──────── Given data ────────

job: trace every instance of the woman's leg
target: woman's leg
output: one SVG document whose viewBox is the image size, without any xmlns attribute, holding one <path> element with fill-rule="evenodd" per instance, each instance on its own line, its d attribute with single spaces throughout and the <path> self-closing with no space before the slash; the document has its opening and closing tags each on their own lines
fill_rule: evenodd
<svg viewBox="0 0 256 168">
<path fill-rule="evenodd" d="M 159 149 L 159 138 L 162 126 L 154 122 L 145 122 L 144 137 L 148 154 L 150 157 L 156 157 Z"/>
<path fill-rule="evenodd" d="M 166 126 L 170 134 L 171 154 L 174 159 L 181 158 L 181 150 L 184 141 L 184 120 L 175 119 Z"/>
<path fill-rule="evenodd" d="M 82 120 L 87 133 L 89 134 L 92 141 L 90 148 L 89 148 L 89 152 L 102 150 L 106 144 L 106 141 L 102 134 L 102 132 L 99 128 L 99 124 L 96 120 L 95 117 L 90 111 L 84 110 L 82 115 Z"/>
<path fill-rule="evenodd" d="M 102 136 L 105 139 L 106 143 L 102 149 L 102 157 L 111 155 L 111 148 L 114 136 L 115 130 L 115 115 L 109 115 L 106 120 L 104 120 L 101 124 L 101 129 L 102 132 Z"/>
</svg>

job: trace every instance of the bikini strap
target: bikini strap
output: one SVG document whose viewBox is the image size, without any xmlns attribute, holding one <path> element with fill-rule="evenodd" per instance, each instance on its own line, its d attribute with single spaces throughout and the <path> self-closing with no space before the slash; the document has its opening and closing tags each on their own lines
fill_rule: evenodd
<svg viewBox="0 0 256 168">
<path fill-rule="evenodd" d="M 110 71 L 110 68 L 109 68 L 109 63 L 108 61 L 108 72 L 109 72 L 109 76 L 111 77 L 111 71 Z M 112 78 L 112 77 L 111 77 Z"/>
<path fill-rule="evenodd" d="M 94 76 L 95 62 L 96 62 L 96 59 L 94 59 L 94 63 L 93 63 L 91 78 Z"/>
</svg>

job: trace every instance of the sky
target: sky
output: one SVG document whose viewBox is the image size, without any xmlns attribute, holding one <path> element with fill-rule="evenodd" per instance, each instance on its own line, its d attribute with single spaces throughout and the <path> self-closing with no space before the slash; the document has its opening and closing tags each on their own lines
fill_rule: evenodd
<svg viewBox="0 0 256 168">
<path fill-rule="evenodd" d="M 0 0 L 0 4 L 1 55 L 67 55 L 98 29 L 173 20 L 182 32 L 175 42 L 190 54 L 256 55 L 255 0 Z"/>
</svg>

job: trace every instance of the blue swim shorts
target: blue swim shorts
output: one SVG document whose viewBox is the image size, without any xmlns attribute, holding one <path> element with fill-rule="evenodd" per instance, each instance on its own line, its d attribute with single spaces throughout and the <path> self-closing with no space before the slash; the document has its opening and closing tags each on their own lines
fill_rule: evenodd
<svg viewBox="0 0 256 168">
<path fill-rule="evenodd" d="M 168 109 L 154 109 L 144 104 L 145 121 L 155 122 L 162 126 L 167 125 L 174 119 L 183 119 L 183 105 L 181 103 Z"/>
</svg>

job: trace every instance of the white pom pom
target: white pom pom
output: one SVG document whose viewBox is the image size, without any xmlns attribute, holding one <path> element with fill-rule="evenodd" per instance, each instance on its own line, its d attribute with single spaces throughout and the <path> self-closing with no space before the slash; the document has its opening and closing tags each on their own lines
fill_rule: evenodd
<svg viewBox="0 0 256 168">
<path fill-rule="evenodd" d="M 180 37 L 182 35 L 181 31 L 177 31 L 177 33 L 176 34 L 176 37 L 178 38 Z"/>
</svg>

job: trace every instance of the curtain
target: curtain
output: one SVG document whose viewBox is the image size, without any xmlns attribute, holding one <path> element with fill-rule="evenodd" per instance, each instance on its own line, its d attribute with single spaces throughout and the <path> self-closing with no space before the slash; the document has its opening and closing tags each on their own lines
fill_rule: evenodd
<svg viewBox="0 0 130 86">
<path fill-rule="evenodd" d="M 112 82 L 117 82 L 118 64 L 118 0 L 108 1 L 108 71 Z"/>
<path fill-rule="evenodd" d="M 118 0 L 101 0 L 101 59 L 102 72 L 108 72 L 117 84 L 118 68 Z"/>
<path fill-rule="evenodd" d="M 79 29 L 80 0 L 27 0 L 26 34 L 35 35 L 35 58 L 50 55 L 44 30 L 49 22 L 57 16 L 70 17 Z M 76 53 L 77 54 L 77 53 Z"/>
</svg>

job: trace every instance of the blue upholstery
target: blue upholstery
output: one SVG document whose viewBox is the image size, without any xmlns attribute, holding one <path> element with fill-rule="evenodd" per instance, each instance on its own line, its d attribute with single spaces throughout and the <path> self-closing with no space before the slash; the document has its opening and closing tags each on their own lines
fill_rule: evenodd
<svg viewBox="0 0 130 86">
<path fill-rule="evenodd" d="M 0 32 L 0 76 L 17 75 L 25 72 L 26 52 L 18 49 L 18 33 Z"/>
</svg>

────────

-- Written instruction --
Could you quote all of the items above verbatim, reproducing every line unchanged?

-- Completed task --
job: trace every instance of the woman's leg
target: woman's leg
output: one SVG document whose viewBox is the image size, without any xmlns attribute, holding one <path> element with fill-rule="evenodd" per instance, each instance on its own line, its d attribute with single spaces throughout and the <path> self-closing with no space before the slash; the document has its opening and closing tags each on their own lines
fill_rule: evenodd
<svg viewBox="0 0 256 168">
<path fill-rule="evenodd" d="M 159 149 L 159 138 L 162 126 L 154 122 L 145 122 L 144 137 L 148 154 L 150 157 L 156 157 Z"/>
<path fill-rule="evenodd" d="M 166 126 L 170 134 L 171 154 L 174 159 L 181 158 L 181 150 L 184 141 L 184 120 L 175 119 Z"/>
<path fill-rule="evenodd" d="M 82 120 L 87 133 L 89 134 L 92 141 L 90 148 L 89 148 L 89 152 L 102 150 L 106 144 L 106 141 L 102 134 L 102 132 L 99 128 L 99 124 L 96 120 L 95 117 L 90 111 L 84 110 L 82 115 Z"/>
<path fill-rule="evenodd" d="M 102 136 L 105 139 L 106 143 L 102 149 L 102 157 L 111 155 L 111 148 L 114 136 L 115 130 L 115 115 L 109 115 L 106 120 L 104 120 L 101 124 L 101 129 L 102 132 Z"/>
</svg>

job: trace every instance of the bikini strap
target: bikini strap
output: one SVG document whose viewBox is the image size, without any xmlns attribute, holding one <path> element with fill-rule="evenodd" per instance, each instance on its own line, its d attribute with single spaces throughout and the <path> self-closing with no space before the slash; the document has its opening and closing tags each on their own lines
fill_rule: evenodd
<svg viewBox="0 0 256 168">
<path fill-rule="evenodd" d="M 110 71 L 110 68 L 109 68 L 109 63 L 108 61 L 108 72 L 109 72 L 109 76 L 111 77 L 111 71 Z M 112 78 L 112 77 L 111 77 Z"/>
<path fill-rule="evenodd" d="M 94 76 L 95 62 L 96 62 L 96 59 L 94 59 L 94 63 L 93 63 L 91 78 Z"/>
</svg>

job: trace every instance of the sky
target: sky
output: one SVG document whose viewBox is the image size, without any xmlns attribute, holding one <path> element with fill-rule="evenodd" per instance, each instance on its own line, its d attribute with single spaces throughout and the <path> self-closing with no space before the slash; the document has its opening and closing tags each on their own lines
fill_rule: evenodd
<svg viewBox="0 0 256 168">
<path fill-rule="evenodd" d="M 0 0 L 0 4 L 1 55 L 67 55 L 98 29 L 173 20 L 182 32 L 175 42 L 190 54 L 256 55 L 255 0 Z"/>
</svg>

job: trace every instance of the blue swim shorts
target: blue swim shorts
output: one SVG document whose viewBox is the image size, without any xmlns attribute, holding one <path> element with fill-rule="evenodd" per instance, each instance on its own line, its d attribute with single spaces throughout and the <path> self-closing with no space before the slash; the document has its opening and closing tags each on their own lines
fill_rule: evenodd
<svg viewBox="0 0 256 168">
<path fill-rule="evenodd" d="M 168 109 L 154 109 L 144 104 L 145 121 L 155 122 L 162 126 L 167 125 L 174 119 L 183 119 L 183 105 L 181 103 Z"/>
</svg>

job: trace every instance of the white pom pom
target: white pom pom
output: one SVG document whose viewBox is the image size, without any xmlns attribute, holding one <path> element with fill-rule="evenodd" per instance, each instance on its own line, its d attribute with single spaces throughout and the <path> self-closing with no space before the slash; the document has its opening and closing tags each on their own lines
fill_rule: evenodd
<svg viewBox="0 0 256 168">
<path fill-rule="evenodd" d="M 180 37 L 182 35 L 181 31 L 177 31 L 177 33 L 176 34 L 176 37 L 178 38 Z"/>
</svg>

job: trace every instance of the curtain
target: curtain
output: one SVG document whose viewBox is the image size, without any xmlns attribute, holding one <path> element with fill-rule="evenodd" per instance, each instance on its own line, its d attribute with single spaces throughout and the <path> self-closing with no space before the slash; the document has its opening and closing tags each on their own lines
fill_rule: evenodd
<svg viewBox="0 0 130 86">
<path fill-rule="evenodd" d="M 112 82 L 117 82 L 118 64 L 118 0 L 108 1 L 108 71 Z"/>
<path fill-rule="evenodd" d="M 118 0 L 101 0 L 101 59 L 102 72 L 108 72 L 117 84 L 118 68 Z"/>
<path fill-rule="evenodd" d="M 79 29 L 80 0 L 27 0 L 26 34 L 35 35 L 35 58 L 50 55 L 44 30 L 49 22 L 57 16 L 70 17 Z M 76 53 L 77 54 L 77 53 Z"/>
</svg>

job: trace every instance of the blue upholstery
target: blue upholstery
output: one SVG document whose viewBox is the image size, without any xmlns attribute, holding one <path> element with fill-rule="evenodd" per instance, each instance on its own line, its d attribute with single spaces throughout and the <path> self-closing with no space before the slash; the document has its opening and closing tags each on their own lines
fill_rule: evenodd
<svg viewBox="0 0 130 86">
<path fill-rule="evenodd" d="M 0 32 L 0 76 L 17 75 L 25 72 L 26 52 L 18 49 L 18 33 Z"/>
</svg>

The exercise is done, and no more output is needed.